*What is asked:* Quote each of the records below word for word, keeping every line as it appears.

Extracts from a box-labeled dataset:
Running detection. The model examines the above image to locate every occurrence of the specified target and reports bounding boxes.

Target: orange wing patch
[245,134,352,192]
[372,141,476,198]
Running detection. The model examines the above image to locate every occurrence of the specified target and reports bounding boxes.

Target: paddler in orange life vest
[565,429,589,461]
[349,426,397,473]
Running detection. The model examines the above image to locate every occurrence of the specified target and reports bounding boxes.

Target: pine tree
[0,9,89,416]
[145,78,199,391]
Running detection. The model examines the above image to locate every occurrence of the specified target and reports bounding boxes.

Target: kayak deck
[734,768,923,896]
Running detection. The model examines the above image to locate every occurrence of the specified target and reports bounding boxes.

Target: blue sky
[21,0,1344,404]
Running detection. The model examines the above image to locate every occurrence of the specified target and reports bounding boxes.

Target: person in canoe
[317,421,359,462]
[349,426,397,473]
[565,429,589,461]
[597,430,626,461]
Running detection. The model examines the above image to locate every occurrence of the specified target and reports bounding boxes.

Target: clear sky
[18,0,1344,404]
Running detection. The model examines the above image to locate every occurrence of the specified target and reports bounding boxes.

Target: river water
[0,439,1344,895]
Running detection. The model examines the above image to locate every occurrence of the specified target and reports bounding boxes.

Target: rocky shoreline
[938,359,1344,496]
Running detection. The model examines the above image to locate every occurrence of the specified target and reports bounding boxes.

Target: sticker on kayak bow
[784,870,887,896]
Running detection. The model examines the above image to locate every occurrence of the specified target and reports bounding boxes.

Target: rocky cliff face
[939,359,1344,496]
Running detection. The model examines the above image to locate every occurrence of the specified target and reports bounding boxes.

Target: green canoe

*Answer to this problem:*
Running detection. The model examines the above image to locate every occurrence of the specified target and reports bounding boxes.

Target: orange wing patch
[245,134,352,192]
[372,141,476,198]
Running detection. The model examines the above image to locate every occurrence of the specified target and reports bounding boxes.

Target: paddler in orange life vest
[565,429,589,461]
[349,426,397,473]
Running detection. The model examines the above image to locate every occurrence of the specified target and reports bounding boxes.

Target: pine tree
[0,9,89,416]
[145,78,199,391]
Running detection. The model examines the above image to locate every occurrence of the specified target and reports bounding boxes.

Target: kayak deck
[734,768,923,896]
Running detection. The model examines the above image to locate every occurrence of the specified target and reports bounding boxes.

Target: blue sky
[21,0,1344,404]
Running detection. The model examines the above image to locate every occurrence of the specified target and reports bounding boxes.

Target: person in canoe
[317,421,359,462]
[349,426,397,473]
[565,429,589,461]
[597,430,626,461]
Running detection. The model examines the above image to locate every occurrence of the specified target and reports bounding boxes.

Target: clear sky
[18,0,1344,404]
Running detection. The model examines the above image to locate every occurrence of the specified target and reports bounding boxes.

Target: river water
[0,439,1344,895]
Running detection. The model examines the above image to locate every occurrence of the specified target and reports bounding boxes.

Target: rocky shoreline
[938,359,1344,496]
Running detection. The model examines the above image to locate every occurrence of the specified target and reports bounding boxes.

Target: sticker on kayak bow
[784,870,887,896]
Running detection. The model examines the above image to locate every occurrence of the specified target and reports bounding boxes.

Target: rocky cliff face
[939,359,1344,496]
Running detection. The model examines the above image to locate every occurrence of the specified target and reports bounding boxes.

Target: green canoe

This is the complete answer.